### DATA ENTRIES
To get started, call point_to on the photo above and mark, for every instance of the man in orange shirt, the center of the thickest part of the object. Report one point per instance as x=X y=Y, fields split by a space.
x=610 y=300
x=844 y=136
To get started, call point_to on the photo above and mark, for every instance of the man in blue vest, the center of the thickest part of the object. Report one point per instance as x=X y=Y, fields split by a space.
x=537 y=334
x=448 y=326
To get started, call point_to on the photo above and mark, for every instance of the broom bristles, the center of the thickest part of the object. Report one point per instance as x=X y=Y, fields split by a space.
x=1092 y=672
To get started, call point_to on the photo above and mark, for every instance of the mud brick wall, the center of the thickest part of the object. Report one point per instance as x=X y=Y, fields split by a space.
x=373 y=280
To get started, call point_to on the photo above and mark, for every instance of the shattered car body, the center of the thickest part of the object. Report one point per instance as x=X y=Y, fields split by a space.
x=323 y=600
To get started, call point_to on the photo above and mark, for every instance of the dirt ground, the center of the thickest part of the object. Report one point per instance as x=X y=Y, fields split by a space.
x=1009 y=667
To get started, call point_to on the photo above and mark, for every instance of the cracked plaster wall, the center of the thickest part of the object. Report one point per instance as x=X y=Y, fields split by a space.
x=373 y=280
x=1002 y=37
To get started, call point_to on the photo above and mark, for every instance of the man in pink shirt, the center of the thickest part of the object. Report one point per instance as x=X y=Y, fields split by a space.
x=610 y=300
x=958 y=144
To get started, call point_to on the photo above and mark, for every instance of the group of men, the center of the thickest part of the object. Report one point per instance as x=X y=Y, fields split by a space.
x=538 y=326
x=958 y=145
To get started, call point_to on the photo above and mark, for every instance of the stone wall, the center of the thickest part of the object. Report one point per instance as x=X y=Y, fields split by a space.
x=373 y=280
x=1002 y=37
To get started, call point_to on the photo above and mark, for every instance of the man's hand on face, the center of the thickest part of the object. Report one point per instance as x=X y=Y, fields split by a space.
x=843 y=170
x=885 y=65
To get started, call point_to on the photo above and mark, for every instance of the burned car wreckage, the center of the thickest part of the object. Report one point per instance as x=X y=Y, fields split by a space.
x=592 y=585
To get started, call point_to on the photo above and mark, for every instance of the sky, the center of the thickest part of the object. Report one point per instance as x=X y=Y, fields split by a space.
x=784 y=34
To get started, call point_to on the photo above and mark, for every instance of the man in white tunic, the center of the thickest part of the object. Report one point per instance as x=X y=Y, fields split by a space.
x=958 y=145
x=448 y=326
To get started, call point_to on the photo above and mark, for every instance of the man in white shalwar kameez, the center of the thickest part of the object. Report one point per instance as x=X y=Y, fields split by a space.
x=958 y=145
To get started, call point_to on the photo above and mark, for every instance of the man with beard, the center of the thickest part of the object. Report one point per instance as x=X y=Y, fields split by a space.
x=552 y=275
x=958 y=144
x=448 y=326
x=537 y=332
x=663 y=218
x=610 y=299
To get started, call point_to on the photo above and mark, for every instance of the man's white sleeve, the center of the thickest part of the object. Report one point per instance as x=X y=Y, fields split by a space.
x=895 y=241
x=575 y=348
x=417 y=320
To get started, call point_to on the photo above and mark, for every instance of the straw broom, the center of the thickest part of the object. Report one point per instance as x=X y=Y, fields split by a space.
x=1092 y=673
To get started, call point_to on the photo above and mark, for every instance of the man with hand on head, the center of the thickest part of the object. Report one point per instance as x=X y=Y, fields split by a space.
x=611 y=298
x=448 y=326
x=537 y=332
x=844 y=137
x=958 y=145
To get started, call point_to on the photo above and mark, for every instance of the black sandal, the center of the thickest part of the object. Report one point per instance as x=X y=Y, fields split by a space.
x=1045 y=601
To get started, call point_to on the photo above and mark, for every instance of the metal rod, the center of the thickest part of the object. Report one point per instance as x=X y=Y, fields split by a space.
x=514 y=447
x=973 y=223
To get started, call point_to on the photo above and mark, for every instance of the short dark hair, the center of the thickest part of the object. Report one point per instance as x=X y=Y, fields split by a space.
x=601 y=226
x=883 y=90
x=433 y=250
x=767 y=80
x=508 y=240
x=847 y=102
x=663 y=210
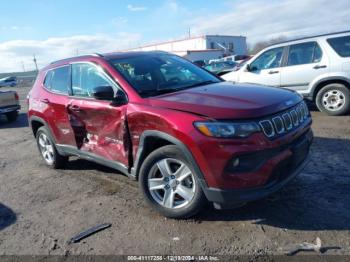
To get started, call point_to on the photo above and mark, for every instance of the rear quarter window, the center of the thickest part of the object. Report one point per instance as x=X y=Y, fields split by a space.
x=341 y=45
x=58 y=80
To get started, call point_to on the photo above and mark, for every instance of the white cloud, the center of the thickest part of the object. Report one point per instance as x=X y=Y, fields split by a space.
x=13 y=53
x=133 y=8
x=119 y=21
x=262 y=20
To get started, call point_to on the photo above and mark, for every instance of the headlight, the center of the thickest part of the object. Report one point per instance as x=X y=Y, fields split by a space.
x=227 y=129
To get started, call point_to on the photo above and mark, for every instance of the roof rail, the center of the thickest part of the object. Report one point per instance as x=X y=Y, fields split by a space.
x=86 y=55
x=307 y=37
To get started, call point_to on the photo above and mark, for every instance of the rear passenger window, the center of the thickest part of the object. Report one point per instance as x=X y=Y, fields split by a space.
x=341 y=45
x=85 y=77
x=305 y=53
x=57 y=80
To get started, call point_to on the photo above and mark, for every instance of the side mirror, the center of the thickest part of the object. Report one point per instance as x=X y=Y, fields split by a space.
x=119 y=100
x=103 y=93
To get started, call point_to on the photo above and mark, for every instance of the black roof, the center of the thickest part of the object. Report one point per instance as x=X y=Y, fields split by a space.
x=110 y=56
x=308 y=37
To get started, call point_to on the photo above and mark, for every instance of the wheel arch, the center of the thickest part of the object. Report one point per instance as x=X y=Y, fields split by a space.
x=36 y=122
x=151 y=140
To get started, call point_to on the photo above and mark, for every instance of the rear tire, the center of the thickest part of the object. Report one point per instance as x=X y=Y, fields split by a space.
x=48 y=149
x=333 y=99
x=170 y=185
x=12 y=116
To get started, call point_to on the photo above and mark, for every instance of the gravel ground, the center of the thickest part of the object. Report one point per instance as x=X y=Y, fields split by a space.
x=40 y=208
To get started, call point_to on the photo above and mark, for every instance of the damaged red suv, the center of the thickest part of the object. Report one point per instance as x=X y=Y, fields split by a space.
x=184 y=134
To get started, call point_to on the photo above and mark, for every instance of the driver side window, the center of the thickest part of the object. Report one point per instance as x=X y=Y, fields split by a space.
x=85 y=77
x=269 y=59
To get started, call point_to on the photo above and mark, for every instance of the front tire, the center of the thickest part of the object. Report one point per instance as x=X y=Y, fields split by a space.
x=169 y=184
x=333 y=99
x=48 y=149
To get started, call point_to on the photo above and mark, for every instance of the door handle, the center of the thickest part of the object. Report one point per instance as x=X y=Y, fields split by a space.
x=45 y=100
x=74 y=108
x=319 y=66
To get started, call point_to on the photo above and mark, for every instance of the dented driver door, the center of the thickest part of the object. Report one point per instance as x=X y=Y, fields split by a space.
x=99 y=127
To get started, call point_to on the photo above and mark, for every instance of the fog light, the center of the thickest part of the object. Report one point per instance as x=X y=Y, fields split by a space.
x=235 y=162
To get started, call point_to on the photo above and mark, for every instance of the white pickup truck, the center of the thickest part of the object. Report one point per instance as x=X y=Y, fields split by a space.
x=9 y=105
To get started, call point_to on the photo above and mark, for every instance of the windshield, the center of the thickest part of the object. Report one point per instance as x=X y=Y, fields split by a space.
x=155 y=74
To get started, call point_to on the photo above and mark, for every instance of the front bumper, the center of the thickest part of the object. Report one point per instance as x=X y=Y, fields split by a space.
x=282 y=173
x=230 y=198
x=8 y=109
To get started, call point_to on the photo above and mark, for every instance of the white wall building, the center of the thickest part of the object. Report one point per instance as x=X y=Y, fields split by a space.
x=202 y=47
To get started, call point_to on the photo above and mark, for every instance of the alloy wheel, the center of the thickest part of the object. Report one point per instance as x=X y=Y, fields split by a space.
x=171 y=183
x=333 y=100
x=46 y=148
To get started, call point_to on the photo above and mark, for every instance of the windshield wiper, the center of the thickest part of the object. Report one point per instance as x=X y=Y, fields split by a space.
x=202 y=83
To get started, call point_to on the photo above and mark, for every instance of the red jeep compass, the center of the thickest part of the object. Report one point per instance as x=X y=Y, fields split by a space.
x=186 y=135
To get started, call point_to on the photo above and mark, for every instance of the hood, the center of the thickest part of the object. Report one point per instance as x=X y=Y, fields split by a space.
x=226 y=100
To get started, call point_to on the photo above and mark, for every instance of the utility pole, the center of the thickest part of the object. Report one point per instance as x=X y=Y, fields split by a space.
x=24 y=69
x=36 y=65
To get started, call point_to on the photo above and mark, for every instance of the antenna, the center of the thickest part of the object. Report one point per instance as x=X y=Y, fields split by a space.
x=36 y=65
x=24 y=69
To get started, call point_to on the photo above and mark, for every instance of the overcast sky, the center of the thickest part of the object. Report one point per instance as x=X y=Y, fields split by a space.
x=56 y=29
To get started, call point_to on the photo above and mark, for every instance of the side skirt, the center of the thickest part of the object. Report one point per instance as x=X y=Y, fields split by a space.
x=72 y=151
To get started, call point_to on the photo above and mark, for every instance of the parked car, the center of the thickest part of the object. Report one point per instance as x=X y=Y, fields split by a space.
x=8 y=81
x=316 y=67
x=220 y=68
x=9 y=105
x=187 y=139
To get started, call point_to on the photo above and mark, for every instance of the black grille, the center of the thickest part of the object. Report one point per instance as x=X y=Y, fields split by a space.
x=267 y=128
x=284 y=122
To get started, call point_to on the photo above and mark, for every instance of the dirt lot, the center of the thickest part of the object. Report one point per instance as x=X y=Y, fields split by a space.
x=40 y=209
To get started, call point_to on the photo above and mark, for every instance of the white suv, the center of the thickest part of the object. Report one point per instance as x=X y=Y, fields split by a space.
x=316 y=67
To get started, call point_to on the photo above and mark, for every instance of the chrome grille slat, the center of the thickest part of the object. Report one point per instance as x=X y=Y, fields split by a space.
x=285 y=121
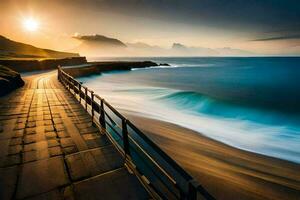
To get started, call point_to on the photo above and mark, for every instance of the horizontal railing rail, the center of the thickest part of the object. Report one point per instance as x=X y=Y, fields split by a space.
x=162 y=176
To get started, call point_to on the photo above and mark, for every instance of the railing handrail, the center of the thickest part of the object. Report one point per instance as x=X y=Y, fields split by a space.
x=193 y=185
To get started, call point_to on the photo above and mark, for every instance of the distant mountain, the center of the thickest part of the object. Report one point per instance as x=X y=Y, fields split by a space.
x=202 y=51
x=13 y=49
x=99 y=45
x=100 y=40
x=95 y=45
x=192 y=51
x=227 y=51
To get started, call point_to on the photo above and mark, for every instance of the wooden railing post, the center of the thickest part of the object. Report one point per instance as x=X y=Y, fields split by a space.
x=192 y=195
x=85 y=98
x=92 y=104
x=102 y=115
x=79 y=88
x=125 y=137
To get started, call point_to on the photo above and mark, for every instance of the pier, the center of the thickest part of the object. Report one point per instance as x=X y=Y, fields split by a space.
x=60 y=140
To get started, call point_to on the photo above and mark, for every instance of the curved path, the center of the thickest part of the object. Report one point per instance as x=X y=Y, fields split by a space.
x=50 y=149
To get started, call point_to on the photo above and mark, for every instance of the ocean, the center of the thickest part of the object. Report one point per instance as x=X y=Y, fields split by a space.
x=249 y=103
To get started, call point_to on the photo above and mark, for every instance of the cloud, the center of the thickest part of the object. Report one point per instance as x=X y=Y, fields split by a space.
x=99 y=39
x=286 y=37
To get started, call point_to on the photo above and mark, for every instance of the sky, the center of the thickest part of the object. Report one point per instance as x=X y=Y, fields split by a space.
x=260 y=26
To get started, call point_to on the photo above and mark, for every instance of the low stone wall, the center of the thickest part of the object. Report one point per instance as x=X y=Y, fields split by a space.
x=32 y=65
x=99 y=67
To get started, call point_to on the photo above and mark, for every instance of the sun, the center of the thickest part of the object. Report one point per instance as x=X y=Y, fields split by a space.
x=31 y=24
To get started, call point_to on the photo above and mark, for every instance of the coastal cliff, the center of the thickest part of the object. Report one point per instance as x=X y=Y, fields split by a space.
x=9 y=80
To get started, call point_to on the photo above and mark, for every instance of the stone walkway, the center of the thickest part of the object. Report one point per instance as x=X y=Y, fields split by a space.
x=49 y=148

### STATED PROBLEM
Copy out the rows above word for word, from the line with "front bumper, the" to the line with "x=226 y=100", both included.

### SOLUTION
To get started, call point_to on the photo above and mark, for every instance of the front bumper, the center of the thickest part of the object. Report one point per instance as x=X y=Y, fields split by a space.
x=282 y=173
x=230 y=198
x=8 y=109
To get started, call point_to on the photo above and mark, for every instance of the white wall building, the center of the thickest part of the object. Report one point per instance as x=X y=Y, fields split by a space.
x=202 y=47
To get started, call point_to on the photo above and mark, for every instance of the alloy wheel, the center of the thickest part of the object. Report one point per instance as x=X y=Y, fields split by a space.
x=171 y=183
x=333 y=100
x=46 y=148
To get started, call point_to on the photo above and mark, for every instance of the windshield wiper, the center of the thickest part of the object. Report one point per instance as x=X y=Y, fields split by a space.
x=202 y=83
To get started, call point_to on the photo above and mark, for every instance of the red jeep compass, the center of the thickest part of the object. Report one point per instance as x=X y=Y, fields split by a space.
x=186 y=135
To get started, call point_to on the photo above and mark, for every instance of the hood, the center of the thickest part of the object. Report one point per instance as x=X y=Y, fields split by a space.
x=226 y=100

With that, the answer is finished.